Extracted material ->
.....
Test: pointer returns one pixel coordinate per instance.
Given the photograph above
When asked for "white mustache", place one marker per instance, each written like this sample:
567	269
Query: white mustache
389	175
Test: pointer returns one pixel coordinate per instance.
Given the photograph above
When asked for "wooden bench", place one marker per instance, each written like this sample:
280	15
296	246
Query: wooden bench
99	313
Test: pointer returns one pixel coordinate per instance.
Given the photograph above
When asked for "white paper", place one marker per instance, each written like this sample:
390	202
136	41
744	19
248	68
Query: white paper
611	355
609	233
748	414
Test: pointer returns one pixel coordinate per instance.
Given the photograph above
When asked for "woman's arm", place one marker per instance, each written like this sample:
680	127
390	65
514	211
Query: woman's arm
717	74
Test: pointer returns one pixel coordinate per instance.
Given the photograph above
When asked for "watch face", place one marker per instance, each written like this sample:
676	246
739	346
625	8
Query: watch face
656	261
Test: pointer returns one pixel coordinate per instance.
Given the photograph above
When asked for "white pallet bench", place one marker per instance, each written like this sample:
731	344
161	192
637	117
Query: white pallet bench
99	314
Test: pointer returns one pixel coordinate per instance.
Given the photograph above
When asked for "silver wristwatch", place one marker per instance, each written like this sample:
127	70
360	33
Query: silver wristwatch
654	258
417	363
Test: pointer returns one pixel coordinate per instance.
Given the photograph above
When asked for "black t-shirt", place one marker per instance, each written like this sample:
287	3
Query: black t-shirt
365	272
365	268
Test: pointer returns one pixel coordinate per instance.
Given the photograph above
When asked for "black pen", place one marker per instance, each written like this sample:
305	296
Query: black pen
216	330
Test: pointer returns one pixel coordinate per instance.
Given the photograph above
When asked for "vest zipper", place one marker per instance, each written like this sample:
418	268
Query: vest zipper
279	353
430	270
.....
Work instruction ->
Repeat all of the records above exactly as written.

Answer area ->
Test: pointer returns one pixel coordinate per instance.
Given the photograph above
When asked for "white mustache", place one marker per instance, each written like this sample:
567	269
Query: white mustache
389	175
Test: pointer returns one pixel coordinate per instance.
Given the photograph above
When asked for "wooden bench", place one marker per instance, each written like this sample:
280	15
296	246
Query: wooden bench
99	313
Test: pointer returns one pixel coordinate per instance.
Given the photograph above
When asked for "white paper", place one marker per instance, each written like this sample:
390	202
136	41
744	19
248	68
Query: white paper
611	355
609	233
748	414
Test: pointer returns one pixel coordinate per instance.
Given the photograph above
When asked for "woman's arm", place one marker per instance, each written like this sample:
680	127
390	65
514	211
Query: woman's arm
717	74
Test: pointer returns one pixel coordinate per instance.
Given the photograph above
When asked for "watch face", place one marker per instance, each written like this sample:
676	246
739	346
625	8
Query: watch face
656	261
Test: pointer returns one pixel coordinate per instance.
Given the photograph above
When asked for "white pallet bench", place one marker per instance, each written like this sample:
731	344
161	192
637	117
Query: white pallet bench
99	314
Test: pointer returns one pixel coordinate per instance.
Given the photograph above
When asked for "silver wristwatch", place one marker per instance, each written like this sample:
127	70
360	33
Query: silver wristwatch
654	258
417	363
Test: pointer returns one pixel coordinate per instance.
Given the photograph above
When asked for "black t-shirt", place one marker per instance, each written like this sample:
287	3
Query: black t-shirt
365	272
365	268
Test: pointer returns one pixel coordinate per instance.
Given the photograph above
When asked for "black pen", place one marker per instance, each written like this sample:
305	296
Query: black pen
216	330
Test: pointer returns one pixel coordinate per instance.
Given the photograph above
When asked for "vest zipper", place one marker per instance, each written like this sample:
418	268
Query: vest zipper
279	353
430	270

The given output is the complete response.